Filter the records for lines holding the string "crown".

Dataset records:
%%
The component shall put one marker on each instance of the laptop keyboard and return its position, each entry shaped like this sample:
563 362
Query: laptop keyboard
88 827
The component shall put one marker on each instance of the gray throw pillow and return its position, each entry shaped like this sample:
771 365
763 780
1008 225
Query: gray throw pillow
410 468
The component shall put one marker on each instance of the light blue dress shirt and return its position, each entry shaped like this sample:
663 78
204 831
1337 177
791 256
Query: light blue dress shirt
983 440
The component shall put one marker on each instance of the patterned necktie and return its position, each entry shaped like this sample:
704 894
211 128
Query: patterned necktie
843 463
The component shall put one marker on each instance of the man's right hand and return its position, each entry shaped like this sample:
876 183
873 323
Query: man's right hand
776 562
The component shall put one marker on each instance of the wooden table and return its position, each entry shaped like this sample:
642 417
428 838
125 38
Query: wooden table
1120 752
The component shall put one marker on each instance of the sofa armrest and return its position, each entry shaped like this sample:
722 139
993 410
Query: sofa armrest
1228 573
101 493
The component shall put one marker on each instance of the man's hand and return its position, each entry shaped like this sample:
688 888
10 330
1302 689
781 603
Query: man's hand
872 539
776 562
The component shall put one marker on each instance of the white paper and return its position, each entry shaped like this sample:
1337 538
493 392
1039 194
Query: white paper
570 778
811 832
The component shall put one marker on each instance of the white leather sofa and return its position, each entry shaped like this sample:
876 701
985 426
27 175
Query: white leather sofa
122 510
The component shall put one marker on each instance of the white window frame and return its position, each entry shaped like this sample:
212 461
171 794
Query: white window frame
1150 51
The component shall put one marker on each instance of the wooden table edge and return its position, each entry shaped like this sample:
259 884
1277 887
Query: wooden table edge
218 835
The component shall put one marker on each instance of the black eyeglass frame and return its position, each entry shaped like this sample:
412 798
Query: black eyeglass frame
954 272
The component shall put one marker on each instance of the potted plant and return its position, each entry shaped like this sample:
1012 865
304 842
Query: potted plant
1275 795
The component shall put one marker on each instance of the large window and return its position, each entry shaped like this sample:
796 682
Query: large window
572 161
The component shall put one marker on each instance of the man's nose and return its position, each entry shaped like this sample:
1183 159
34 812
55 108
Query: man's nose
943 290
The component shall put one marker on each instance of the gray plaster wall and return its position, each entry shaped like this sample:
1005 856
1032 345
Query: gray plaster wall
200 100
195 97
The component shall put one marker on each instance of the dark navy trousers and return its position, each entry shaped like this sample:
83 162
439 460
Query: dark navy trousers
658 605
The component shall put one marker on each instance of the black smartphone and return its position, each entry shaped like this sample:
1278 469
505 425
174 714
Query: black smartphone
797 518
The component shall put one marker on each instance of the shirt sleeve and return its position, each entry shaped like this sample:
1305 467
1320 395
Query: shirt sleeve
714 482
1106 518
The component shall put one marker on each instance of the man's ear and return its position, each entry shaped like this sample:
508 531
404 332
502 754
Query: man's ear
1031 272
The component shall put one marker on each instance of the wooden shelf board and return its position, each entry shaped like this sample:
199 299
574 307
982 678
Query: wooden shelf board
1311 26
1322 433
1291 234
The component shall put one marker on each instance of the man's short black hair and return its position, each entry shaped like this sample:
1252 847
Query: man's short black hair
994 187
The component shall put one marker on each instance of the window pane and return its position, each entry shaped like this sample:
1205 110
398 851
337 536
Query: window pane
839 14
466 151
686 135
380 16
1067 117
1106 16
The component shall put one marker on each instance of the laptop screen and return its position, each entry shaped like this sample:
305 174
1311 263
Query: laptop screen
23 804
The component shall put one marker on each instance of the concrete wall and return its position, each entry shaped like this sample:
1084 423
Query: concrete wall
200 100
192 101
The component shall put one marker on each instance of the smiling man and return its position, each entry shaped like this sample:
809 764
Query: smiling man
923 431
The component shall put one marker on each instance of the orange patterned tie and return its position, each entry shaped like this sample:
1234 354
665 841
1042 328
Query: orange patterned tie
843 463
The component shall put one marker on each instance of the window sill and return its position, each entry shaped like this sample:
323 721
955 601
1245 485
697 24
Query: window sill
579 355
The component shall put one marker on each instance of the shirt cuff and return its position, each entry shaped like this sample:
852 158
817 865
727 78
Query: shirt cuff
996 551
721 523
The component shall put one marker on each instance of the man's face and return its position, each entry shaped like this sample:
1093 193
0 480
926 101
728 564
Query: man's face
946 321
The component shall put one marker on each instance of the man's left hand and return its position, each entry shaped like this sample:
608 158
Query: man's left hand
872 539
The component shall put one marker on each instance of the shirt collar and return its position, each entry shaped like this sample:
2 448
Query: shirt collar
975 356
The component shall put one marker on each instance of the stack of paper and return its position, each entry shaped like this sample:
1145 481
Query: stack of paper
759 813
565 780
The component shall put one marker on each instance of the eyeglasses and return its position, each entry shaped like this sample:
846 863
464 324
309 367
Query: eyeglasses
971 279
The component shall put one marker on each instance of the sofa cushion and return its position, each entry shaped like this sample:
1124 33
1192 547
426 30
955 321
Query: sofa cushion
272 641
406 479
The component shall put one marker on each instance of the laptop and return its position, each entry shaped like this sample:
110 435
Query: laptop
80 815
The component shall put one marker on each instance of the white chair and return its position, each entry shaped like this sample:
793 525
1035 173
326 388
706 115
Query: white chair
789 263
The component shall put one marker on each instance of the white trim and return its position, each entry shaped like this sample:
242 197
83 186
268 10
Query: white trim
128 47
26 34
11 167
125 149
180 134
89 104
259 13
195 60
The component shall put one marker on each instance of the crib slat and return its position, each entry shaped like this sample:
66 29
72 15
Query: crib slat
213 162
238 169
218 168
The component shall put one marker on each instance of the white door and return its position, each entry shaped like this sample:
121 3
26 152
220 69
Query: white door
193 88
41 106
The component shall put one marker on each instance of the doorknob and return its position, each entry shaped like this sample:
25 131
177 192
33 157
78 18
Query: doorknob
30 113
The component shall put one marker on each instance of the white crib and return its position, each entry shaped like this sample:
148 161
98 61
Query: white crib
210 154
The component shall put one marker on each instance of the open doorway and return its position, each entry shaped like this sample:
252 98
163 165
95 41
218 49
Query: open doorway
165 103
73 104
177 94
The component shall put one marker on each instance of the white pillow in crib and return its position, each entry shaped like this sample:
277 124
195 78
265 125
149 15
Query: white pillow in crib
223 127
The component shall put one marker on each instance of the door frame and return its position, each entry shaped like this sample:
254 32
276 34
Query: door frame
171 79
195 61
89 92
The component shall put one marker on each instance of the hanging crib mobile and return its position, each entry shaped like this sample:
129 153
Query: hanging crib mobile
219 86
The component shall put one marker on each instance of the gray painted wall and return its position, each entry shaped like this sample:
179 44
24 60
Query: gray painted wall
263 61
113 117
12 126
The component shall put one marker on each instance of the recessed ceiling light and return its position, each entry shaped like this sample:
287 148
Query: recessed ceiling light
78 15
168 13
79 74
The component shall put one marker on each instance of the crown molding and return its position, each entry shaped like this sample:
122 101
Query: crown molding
%%
- Response to this task
The component shall put one marker on each instance of the crown molding and return its position, each entry shaped like this sample:
Query: crown molding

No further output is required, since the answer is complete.